PASSAGE FOR REVIEW:
Call for COVID-19 vaccines for law enforcement growing in central Ohio

Coronavirus

COLUMBUS (WCMH) – Calls to make the COVID-19 vaccine available to law enforcement are growing.

As of now, police officers aren’t in the groups eligible for the shot. Leaders of some agencies in central Ohio hope that changes soon.

Columbus Interim Police Chief Michael Woods and Delaware County Sheriff Russell L. Martin want officers to have the chance to get the shot, saying it’s to keep their officers and community safe.

“We’re not whining, we’re not complaining,” Martin said. “We’re just advocating they be considered critical with the citizens they deal with.”

Martin hopes the vaccines will soon be going into the arms of police, deputies, and other law enforcement.

“I certainly understand the limited resource of the vaccine and all of law enforcement wants to see our most vulnerable and essential employees be administered the vaccine as soon as possible,” he said. “But when that availability becomes present, I certainly think law enforcement, first responders, corrections officers ought to be moved up in the queue as soon as possible.”

This week, Martin tweeted about vaccinations for teachers going well and getting back to school. In the same message, he said law enforcement and corrections officers have been going to work every day during the pandemic and they need the vaccine now.

“Our officers and deputies and corrections officers, they’re encountering the public or they’re encountering incarcerated population every day, and by the nature of their work, they can’t socially distance all the time,” he said.

Woods retweeted Martin’s tweet, saying the Columbus Division of Police’s positivity rate is 34 percent and echoing the message about police needing the vaccine.

According to Martin, between a fourth and a third of his 230-member team has had COVID-19 at some point during the pandemic.

“We don’t have any desire to cut in line and impact those that are most vulnerable, but having said that, our interactions with the community day in and day out, at times, put both the citizens we respond to at risk and our own deputies and corrections officers,” Martin said.

A statement from Gov. Mike DeWine’s office reads, in part:

“While there is a compelling case for this group and many groups to receive the vaccine as soon as possible, there is not enough vaccine supply right now to vaccinate all groups at this time.”

The statement goes on to say vaccine eligibility to date has reflected the governor’s goals of saving as many lives as possible and getting students back to in-person learning.

DATASET ENTRIES:
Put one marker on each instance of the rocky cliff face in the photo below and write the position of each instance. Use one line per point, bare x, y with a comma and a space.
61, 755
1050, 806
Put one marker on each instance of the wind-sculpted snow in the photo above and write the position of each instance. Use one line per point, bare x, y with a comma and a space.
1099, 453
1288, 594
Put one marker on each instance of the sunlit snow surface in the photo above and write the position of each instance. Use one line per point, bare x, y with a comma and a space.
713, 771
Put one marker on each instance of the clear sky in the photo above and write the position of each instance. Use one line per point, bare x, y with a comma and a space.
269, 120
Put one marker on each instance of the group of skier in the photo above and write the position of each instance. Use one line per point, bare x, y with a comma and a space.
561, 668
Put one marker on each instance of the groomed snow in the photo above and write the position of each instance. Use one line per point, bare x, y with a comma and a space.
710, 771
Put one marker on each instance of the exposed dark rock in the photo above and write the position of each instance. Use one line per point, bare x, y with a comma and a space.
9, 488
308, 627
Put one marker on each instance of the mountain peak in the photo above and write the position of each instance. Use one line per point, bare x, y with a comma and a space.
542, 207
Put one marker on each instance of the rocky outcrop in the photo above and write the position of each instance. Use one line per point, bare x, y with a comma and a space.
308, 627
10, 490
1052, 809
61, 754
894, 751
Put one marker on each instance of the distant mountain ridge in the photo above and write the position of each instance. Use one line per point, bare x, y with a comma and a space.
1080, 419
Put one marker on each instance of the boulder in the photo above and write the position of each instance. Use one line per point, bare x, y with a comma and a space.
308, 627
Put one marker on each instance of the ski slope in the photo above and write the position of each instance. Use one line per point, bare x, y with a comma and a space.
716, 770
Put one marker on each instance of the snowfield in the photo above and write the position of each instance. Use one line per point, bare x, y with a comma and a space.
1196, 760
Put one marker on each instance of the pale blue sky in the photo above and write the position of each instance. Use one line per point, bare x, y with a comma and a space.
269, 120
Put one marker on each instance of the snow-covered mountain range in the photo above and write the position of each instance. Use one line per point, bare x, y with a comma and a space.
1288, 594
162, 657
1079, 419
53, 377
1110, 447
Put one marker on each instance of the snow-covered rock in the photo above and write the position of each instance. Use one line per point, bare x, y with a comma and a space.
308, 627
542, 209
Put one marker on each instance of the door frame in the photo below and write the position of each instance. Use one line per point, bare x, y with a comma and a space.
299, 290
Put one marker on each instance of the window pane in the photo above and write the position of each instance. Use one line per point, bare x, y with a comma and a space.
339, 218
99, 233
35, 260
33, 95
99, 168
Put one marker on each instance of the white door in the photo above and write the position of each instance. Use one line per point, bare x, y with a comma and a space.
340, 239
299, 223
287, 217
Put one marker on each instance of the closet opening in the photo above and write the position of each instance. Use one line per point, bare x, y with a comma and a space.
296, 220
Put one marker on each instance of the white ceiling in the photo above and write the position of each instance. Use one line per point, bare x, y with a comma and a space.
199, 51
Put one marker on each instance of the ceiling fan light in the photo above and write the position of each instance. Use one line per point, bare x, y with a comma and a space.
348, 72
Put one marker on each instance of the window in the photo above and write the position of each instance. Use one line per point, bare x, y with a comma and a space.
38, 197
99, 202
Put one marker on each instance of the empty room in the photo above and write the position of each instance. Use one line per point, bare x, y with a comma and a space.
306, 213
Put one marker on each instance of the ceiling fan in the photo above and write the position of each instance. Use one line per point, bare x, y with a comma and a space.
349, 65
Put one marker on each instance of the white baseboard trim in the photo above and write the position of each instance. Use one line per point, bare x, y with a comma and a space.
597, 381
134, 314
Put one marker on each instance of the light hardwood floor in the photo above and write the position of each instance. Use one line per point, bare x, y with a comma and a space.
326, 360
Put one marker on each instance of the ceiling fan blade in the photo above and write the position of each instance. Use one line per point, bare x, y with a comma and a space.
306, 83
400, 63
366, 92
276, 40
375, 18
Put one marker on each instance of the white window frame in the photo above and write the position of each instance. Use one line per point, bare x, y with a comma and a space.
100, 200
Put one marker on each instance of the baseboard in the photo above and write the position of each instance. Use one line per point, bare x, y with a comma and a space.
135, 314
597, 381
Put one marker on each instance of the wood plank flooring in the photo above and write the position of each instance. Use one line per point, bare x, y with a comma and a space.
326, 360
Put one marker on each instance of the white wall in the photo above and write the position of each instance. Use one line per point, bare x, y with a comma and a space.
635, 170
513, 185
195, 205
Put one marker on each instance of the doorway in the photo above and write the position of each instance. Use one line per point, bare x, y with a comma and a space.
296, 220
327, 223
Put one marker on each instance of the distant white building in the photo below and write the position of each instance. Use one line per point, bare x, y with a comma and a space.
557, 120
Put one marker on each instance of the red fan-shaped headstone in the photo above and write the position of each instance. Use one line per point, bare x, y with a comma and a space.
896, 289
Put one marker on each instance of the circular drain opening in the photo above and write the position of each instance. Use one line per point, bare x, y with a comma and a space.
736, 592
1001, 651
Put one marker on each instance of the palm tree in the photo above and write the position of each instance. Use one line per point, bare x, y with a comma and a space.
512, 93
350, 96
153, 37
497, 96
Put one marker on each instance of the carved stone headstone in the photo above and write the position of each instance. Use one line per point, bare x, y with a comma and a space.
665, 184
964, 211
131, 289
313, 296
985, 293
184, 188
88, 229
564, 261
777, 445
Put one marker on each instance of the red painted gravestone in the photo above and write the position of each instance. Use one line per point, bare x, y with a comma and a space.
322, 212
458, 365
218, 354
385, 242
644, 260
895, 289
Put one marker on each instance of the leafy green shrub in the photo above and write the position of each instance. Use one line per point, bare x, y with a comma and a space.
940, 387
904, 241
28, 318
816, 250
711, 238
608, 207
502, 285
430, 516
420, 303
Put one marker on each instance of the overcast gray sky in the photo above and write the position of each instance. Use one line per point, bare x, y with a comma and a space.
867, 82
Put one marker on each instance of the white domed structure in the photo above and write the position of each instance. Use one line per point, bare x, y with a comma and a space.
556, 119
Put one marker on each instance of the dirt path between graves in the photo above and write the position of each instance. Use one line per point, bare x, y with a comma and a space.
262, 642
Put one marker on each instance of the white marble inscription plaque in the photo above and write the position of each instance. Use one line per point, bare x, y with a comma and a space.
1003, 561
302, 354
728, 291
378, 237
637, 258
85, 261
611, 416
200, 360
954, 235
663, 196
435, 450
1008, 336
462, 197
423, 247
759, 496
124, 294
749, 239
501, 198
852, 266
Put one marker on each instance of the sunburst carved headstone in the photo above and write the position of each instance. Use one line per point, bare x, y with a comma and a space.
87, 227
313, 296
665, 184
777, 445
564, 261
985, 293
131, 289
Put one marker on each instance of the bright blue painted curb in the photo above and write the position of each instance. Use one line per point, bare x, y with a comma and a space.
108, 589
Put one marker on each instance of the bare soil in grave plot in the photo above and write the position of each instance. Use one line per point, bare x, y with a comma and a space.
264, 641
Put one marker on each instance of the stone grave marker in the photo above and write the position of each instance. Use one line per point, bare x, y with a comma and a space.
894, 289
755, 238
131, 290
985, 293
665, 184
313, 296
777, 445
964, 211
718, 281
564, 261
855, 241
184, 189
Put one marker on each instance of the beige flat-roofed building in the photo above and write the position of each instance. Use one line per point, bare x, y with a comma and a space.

EXERCISE:
In the news story above about COVID-19 vaccines for police, write out word for word everything between "COLUMBUS (WCMH) –" and "that changes soon.", inclusive.

ANSWER TO THE PROBLEM:
COLUMBUS (WCMH) – Calls to make the COVID-19 vaccine available to law enforcement are growing.

As of now, police officers aren’t in the groups eligible for the shot. Leaders of some agencies in central Ohio hope that changes soon.